Tugas Wajib A:
Tentukan apakah setiap pernyataan berikut sesuai dengan teks tentang Inggit Garnasih, jawab ya atau tidak, lalu kutip kata-kata teks yang menjadi penentunya. (i) Garnasih lahir di Bandung pada 17 Februari 1888. (ii) Kata Asih dalam nama Garnasih berarti segar menghidupkan. (iii) Soekarno adalah presiden kedua Indonesia.
Tugas Wajib B:
Teruskan teks tentang Inggit Garnasih, dimulai tepat sesudah kalimat terakhirnya.

Blok Teks:
------------
Pepatah mengatakan bahwa dibalik kesuksesan seorang pria, terdapat wanita hebat di belakangnya. Maka hal itu juga berlaku pada sosok sang proklamator, Ir. Soekarno yang juga merupakan presiden pertama Indonesia. Ada banyak nama wanita yang tercatat mendampingi kehidupan penuh perjuangan dari Soekarno, namun nama Inggit Garnasih memiliki kisah yang istimewa sekaligus memilukan.
Bernama asli Garnasih, wanita ini lahir di desa Kamasan, Banjaran, Bandung pada 17 Februari 1888. Nama Garnasih berasal dari kata Hegar yang berarti segar menghidupkan dan Asih yang berarti kasih sayang. Nama ini sesuai ia sandang dan ini terbukti dari pengorbanan dan perjuangan yang ia berikan dalam mendampingi perjalanan hidup Soekarno yang sulit dan berliku.
------------
Data:
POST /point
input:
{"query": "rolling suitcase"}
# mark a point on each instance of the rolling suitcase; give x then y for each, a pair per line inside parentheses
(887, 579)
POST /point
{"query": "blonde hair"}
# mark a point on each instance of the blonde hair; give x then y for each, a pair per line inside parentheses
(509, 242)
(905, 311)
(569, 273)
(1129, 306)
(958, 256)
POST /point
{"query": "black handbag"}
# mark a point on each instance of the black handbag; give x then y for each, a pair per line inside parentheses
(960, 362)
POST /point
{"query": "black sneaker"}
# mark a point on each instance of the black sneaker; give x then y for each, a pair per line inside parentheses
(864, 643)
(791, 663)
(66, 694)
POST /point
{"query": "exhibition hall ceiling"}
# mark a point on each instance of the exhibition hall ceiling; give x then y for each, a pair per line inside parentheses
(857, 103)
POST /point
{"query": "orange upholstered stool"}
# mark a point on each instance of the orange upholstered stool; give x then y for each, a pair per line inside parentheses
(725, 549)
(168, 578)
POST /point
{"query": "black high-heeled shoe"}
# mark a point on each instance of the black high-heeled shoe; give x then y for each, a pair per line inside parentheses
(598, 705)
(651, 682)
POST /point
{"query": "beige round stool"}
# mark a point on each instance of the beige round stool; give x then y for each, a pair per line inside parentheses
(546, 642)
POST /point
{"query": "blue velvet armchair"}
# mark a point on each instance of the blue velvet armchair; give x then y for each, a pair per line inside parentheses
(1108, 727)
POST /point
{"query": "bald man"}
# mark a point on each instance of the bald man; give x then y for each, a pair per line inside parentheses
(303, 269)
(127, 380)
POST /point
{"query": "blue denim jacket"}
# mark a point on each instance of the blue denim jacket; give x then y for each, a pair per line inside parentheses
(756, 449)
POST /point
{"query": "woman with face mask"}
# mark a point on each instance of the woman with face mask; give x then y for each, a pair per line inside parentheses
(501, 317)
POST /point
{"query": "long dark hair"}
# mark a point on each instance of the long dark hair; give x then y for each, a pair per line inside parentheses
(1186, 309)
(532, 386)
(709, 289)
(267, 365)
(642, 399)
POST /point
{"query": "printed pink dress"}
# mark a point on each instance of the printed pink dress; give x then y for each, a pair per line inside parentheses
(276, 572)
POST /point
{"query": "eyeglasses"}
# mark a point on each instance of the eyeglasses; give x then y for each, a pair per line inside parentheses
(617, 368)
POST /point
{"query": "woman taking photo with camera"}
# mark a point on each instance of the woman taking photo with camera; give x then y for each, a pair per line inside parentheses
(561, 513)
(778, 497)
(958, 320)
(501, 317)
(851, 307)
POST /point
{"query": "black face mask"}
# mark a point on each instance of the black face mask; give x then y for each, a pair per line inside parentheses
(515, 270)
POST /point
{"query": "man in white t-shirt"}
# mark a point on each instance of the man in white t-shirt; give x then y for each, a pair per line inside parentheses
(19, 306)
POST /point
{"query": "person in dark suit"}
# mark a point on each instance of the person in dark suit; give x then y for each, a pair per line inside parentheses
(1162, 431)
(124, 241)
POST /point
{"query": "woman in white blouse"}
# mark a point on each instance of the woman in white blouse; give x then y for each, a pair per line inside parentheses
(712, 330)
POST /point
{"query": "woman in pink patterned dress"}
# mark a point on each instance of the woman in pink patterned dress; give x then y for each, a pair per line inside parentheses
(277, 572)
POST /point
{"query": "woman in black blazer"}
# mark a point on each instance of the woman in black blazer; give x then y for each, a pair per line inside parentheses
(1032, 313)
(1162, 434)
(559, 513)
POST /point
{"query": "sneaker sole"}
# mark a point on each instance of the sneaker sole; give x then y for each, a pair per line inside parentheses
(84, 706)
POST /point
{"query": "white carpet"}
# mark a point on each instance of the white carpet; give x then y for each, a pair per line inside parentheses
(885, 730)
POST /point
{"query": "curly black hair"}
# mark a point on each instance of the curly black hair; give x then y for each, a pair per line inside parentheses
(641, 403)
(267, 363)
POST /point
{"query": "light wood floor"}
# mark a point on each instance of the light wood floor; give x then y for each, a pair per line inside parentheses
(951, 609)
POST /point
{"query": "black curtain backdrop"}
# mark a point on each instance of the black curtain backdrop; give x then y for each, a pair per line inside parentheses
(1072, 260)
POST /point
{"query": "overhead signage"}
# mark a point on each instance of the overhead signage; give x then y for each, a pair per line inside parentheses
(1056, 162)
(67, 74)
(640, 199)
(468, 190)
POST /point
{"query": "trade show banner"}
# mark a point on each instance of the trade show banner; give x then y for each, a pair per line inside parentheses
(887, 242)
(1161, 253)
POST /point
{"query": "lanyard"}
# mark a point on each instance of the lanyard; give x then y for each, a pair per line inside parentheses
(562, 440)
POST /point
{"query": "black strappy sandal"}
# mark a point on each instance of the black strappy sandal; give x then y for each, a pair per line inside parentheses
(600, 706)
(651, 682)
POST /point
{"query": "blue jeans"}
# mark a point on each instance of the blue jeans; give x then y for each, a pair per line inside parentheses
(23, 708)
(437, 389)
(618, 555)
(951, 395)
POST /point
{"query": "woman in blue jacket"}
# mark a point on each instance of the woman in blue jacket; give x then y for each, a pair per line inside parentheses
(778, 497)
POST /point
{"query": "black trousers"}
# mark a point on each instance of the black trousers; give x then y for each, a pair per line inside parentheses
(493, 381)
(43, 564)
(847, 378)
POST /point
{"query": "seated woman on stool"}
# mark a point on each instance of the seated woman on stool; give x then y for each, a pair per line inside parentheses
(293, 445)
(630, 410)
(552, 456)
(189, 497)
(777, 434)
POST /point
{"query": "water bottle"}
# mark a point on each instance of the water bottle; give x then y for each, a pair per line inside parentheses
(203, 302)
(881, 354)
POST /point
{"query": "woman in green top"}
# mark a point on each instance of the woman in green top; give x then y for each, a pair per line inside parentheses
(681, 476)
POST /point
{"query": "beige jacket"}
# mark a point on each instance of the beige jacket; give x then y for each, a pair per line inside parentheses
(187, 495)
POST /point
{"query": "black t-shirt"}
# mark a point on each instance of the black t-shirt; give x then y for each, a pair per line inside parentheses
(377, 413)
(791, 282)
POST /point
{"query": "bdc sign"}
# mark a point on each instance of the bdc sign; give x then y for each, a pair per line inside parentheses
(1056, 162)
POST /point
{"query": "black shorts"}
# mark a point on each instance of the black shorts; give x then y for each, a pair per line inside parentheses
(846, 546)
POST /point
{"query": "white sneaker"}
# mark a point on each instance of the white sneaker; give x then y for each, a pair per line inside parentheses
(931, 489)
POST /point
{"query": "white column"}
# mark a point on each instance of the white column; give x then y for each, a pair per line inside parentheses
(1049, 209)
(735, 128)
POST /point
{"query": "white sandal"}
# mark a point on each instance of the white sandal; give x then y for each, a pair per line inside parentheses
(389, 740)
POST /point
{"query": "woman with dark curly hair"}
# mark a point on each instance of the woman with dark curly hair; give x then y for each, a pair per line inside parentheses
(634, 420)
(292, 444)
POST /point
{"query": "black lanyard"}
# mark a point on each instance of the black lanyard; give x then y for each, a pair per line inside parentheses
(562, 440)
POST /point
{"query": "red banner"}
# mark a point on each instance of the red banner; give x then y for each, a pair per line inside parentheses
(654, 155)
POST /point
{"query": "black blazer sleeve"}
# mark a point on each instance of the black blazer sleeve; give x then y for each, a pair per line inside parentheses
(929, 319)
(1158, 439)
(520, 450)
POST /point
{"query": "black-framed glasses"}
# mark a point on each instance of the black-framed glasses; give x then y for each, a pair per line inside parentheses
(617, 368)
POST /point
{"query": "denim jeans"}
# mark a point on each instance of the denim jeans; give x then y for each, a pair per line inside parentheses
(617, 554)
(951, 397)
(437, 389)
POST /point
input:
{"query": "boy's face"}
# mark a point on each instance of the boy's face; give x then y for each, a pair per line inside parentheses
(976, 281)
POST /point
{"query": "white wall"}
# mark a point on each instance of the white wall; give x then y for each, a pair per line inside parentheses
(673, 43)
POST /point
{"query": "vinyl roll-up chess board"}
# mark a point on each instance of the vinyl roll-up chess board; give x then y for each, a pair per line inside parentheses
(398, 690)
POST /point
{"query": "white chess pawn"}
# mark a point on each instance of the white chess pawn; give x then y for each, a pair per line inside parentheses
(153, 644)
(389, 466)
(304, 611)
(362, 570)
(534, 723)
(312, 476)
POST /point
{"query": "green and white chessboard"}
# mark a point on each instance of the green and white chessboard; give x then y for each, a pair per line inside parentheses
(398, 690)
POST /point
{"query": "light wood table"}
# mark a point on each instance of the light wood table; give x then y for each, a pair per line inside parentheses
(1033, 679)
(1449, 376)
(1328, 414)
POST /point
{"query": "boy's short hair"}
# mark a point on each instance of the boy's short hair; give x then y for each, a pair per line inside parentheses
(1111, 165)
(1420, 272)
------------
Hasil Latihan A:
(i) Ya: "lahir di desa Kamasan, Banjaran, Bandung pada 17 Februari 1888"
(ii) Tidak: "Asih yang berarti kasih sayang"
(iii) Tidak: "presiden pertama Indonesia"

Hasil Latihan B:
Perkenalan kedua orang tokoh bersejarah ini terjadi di rumah Inggit dan suaminya, Hj Sanusi. H.O.S. Tjokroaminoto menitipkan Soekarno muda di rumah Hj Sanusi yang merupakan anggota pergerakan Syarikat Islam Indonesia. Saat itu, Soekarno sudah beristrikan Oetari, putri dari H.O.S. Tjokroaminoto.
Pernikahan dua pasangan ini telah mengalami keretakan. Soekarno merasa bosan dengan Oetari yang ia anggap kekanakan, sementara itu Inggit merasa kesepian karena Sanusi sering keluar dan tidak lagi menemaninya. Dari sanalah tumbuh benih cinta antara Soekarno dan Inggit meskipun keduanya terpaut usia yang cukup jauh, Soekarno 21 tahun dan Inggit 34 tahun.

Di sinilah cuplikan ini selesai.